--- START ---

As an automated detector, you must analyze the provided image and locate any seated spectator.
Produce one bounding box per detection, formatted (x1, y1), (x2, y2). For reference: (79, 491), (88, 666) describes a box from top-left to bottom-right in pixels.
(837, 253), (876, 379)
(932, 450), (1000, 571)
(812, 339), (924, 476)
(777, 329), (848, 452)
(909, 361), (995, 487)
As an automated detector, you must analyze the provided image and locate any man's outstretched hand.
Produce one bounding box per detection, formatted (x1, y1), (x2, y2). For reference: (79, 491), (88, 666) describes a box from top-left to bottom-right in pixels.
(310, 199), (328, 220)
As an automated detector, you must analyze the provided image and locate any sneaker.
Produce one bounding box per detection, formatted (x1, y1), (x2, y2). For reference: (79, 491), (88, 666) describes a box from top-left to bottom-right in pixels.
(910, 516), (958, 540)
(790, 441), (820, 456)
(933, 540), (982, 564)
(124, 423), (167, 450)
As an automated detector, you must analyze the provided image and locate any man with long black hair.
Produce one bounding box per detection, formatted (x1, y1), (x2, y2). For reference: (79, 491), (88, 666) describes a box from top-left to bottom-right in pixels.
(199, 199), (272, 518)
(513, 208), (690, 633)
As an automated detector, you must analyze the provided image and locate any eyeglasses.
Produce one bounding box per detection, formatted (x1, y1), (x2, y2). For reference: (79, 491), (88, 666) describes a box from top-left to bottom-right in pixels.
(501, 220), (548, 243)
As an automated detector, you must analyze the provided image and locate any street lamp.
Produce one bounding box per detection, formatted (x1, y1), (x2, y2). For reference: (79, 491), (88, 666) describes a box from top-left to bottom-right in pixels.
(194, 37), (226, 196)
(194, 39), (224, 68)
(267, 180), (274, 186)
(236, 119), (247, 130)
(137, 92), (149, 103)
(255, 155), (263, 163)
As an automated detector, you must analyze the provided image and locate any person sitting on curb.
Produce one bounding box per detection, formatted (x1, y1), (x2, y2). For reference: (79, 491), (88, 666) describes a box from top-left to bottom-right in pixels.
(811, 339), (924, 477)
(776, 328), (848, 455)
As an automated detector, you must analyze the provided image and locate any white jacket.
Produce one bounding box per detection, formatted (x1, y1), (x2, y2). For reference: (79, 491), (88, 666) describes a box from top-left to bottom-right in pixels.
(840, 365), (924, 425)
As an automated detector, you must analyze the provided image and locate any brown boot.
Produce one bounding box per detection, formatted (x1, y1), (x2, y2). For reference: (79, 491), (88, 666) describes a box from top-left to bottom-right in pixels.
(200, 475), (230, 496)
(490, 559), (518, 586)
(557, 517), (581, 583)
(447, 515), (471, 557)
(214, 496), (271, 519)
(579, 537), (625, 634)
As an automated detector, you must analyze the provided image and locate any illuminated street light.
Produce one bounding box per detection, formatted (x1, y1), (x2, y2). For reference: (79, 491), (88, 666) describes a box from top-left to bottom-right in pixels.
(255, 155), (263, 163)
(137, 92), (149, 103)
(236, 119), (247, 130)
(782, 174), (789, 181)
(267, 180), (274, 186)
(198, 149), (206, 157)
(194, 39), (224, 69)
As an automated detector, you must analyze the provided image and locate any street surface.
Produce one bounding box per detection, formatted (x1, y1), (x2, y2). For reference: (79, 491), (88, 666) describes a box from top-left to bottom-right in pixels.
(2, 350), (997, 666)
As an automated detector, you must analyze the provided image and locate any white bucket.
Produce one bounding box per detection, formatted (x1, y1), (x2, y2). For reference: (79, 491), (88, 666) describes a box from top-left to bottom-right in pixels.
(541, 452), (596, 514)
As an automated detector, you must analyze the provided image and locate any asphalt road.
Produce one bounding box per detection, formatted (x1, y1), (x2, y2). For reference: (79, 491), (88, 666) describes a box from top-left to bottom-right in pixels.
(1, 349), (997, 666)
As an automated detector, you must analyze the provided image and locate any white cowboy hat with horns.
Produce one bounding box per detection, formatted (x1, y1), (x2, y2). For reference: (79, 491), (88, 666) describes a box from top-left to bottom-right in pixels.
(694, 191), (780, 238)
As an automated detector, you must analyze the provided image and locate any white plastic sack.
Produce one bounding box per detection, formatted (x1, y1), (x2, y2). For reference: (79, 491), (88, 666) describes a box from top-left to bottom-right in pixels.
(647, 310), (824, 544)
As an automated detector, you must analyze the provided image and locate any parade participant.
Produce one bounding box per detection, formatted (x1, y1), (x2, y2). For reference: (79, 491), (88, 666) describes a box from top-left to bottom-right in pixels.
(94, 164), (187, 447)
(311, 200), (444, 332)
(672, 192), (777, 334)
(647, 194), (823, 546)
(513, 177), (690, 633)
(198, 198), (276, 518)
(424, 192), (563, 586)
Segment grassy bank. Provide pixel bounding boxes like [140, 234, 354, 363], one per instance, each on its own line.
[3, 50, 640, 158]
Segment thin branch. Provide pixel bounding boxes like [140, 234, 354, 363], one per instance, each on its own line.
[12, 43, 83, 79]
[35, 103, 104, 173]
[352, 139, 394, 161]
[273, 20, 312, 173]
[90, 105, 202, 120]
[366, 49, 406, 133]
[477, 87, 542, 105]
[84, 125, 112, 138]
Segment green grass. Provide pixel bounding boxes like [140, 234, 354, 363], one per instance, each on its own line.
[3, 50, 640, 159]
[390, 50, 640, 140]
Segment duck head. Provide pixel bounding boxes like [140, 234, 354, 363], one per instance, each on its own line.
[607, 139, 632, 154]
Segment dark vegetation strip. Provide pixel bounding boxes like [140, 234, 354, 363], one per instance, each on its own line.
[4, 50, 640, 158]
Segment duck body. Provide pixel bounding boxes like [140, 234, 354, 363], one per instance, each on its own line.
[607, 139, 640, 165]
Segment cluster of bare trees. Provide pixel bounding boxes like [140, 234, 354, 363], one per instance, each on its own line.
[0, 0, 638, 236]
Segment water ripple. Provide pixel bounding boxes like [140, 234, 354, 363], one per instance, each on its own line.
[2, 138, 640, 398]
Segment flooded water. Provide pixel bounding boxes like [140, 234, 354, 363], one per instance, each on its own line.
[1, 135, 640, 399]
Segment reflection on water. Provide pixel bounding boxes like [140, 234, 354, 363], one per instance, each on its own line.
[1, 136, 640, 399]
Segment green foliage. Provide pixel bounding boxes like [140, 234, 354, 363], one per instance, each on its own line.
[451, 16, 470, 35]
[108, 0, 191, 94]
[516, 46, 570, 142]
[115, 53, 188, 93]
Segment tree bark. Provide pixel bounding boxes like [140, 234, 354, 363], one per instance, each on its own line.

--- END ---

▶ Your instructions
No line may be skipped. Transcribe the listing above exactly.

▶ Your response
As an automated detector, you must analyze the provided image and locate any seated spectator.
Produce one bounding box per detection, formatted (x1, y1), (x2, y2). For reference: (79, 491), (88, 666) describes a box from top-left to bottom-right in pixels.
(837, 253), (876, 379)
(932, 450), (1000, 571)
(812, 339), (924, 476)
(777, 329), (848, 452)
(909, 361), (995, 487)
As an automated detector, you must analyze the provided image and locate any man's outstretched hand.
Produce one bounding box per detection, formatted (x1, y1), (x2, y2). For reference: (79, 491), (88, 666) describes a box from top-left to bottom-right in pixels.
(310, 199), (328, 220)
As an automated detector, you must analyze the provided image and locate any sneaker.
Produce one bounding box per detection, formatted (x1, y1), (x2, y2). For reference: (79, 491), (88, 666) describes a box from top-left to bottom-right in pixels.
(910, 516), (958, 540)
(790, 441), (820, 456)
(933, 540), (982, 564)
(124, 423), (167, 450)
As an automated detector, you must analyze the provided image and locate any man with long black hair.
Produce one bounding box per detection, formatted (x1, y1), (x2, y2). For reference: (79, 491), (88, 666) describes a box from top-left to bottom-right in pixels.
(199, 199), (272, 518)
(513, 208), (690, 633)
As an automated detector, you must analyze the provided image and locate any eyeglasses.
Produce one bounding box per detection, formatted (x1, y1), (x2, y2). For reference: (79, 491), (88, 666) describes a box from top-left to bottom-right in pixels.
(501, 220), (548, 243)
As an automated detector, you must analyze the provided image and locate any street lamp.
Produce one bounding box per detection, formatted (x1, y1), (x2, y2). For reference: (79, 491), (88, 666) describes a box from top-left to bottom-right in pixels.
(194, 37), (226, 196)
(194, 39), (224, 68)
(267, 180), (274, 186)
(236, 119), (247, 130)
(137, 92), (149, 103)
(255, 155), (263, 163)
As an automated detector, you must analyze the provided image and locate any person sitting on curb.
Produce one bounding box per detection, formatted (x1, y1), (x2, y2). For reference: (79, 491), (88, 666) describes a box from top-left to bottom-right in pixels.
(811, 339), (924, 477)
(776, 328), (848, 455)
As an automated detector, you must analyze the provided image and locate any white jacket.
Produce one bounding box per detection, formatted (x1, y1), (x2, y2). For reference: (79, 491), (88, 666) describes a box from top-left to bottom-right in pixels.
(840, 365), (924, 425)
As an automated detector, you must analyze the provided image and locate any brown boot.
Produce one bounding box per detection, formatted (x1, y1), (x2, y2). For reference: (79, 491), (88, 666) describes a box from top-left to bottom-right in pixels.
(200, 475), (230, 496)
(490, 559), (518, 586)
(557, 517), (581, 583)
(447, 515), (471, 557)
(214, 496), (271, 519)
(579, 537), (625, 634)
As an automated detector, you must analyze the provided image and locate any illuminated street light.
Produce one bounding box per detection, formatted (x1, y1), (x2, y2). For reference: (79, 491), (88, 666) describes a box from top-left to bottom-right in pixels.
(255, 155), (263, 163)
(137, 92), (149, 103)
(236, 119), (247, 130)
(782, 174), (789, 181)
(267, 180), (274, 186)
(198, 149), (206, 157)
(194, 39), (224, 69)
As an automated detector, you must analyze the provided image and locate any street surface.
Produce one bounding box per detection, formatted (x1, y1), (x2, y2). For reference: (79, 491), (88, 666) describes a box from top-left to bottom-right in pixels.
(2, 350), (997, 666)
As an automated detector, you must analyze the provided image and locate any white bucket.
Produce one bounding box per detection, formatted (x1, y1), (x2, y2). For reference: (79, 491), (88, 666) describes a box from top-left to bottom-right in pixels.
(541, 452), (596, 514)
As an automated detector, you must analyze the provided image and locate any asphalt road.
Produce one bounding box per detection, formatted (x1, y1), (x2, y2). For reference: (79, 491), (88, 666) describes a box from top-left to bottom-right in pixels.
(1, 349), (997, 666)
As an automated detector, you must analyze the provided image and locate any white cowboy hat with horns.
Produce one bounding box per detection, formatted (x1, y1), (x2, y2). For reference: (79, 491), (88, 666) describes a box from top-left to bottom-right in pixels.
(694, 191), (780, 238)
As an automated detector, you must analyze the provided image and locate any white plastic sack.
Produce one bounding box per detection, formatted (x1, y1), (x2, y2). For reference: (79, 491), (88, 666) describes a box from top-left to bottom-right in pixels.
(647, 310), (824, 544)
As an automated detector, you must analyze the provided image and locate any parade participant.
Produce one bounding box per detection, formatted (x1, y1), (x2, y2). For reference: (79, 491), (88, 666) describes a box from top-left to bottom-right in pixels.
(94, 164), (187, 447)
(311, 200), (444, 332)
(672, 192), (777, 334)
(647, 194), (823, 546)
(513, 177), (690, 633)
(198, 198), (276, 518)
(424, 192), (563, 586)
Segment grassy bank. Provide pixel bounding boxes like [140, 234, 354, 363], one per instance, each on its own line.
[3, 50, 640, 158]
Segment thin branch. Provide pixel bounding boxes like [140, 234, 354, 363], one per instance, each on its own line.
[12, 43, 83, 79]
[35, 103, 104, 173]
[352, 139, 394, 161]
[273, 20, 312, 173]
[90, 105, 202, 120]
[366, 49, 406, 133]
[477, 87, 542, 105]
[84, 125, 112, 138]
Segment green grass. Provide pixel bounding boxes like [140, 234, 354, 363], one per instance, each on its own line.
[3, 50, 640, 159]
[390, 50, 640, 140]
Segment duck head. Provide pixel bounding boxes like [140, 234, 354, 363], one per instance, each on its own line.
[607, 139, 632, 154]
Segment dark vegetation strip. Provide pixel bounding boxes like [140, 234, 354, 363], one per instance, each on its own line.
[4, 50, 640, 158]
Segment duck body. Provide pixel bounding boxes like [140, 234, 354, 363], one per instance, each on its own line.
[607, 139, 640, 165]
Segment cluster of bare trees. Provide pixel bounding boxes like [140, 234, 354, 363], one per instance, each on its own line.
[0, 0, 638, 236]
Segment water ripple. Provide pixel bounding boxes like [140, 234, 354, 363], one per instance, each on its own line.
[2, 138, 640, 398]
Segment flooded water. Provide pixel bounding boxes like [140, 234, 354, 363], one per instance, each on its own line.
[1, 135, 640, 399]
Segment reflection on water. Provide pixel bounding boxes like [140, 234, 354, 363], one per instance, each on its own line.
[1, 136, 640, 399]
Segment green foliage. Provide pixel bounding boxes like [140, 234, 354, 363], one per instance, each on its own line.
[451, 16, 470, 35]
[108, 0, 191, 94]
[516, 46, 570, 142]
[115, 53, 188, 93]
Segment tree bark. Provide pixel bounding boxes like [140, 234, 354, 363], one per instance, each on its own line.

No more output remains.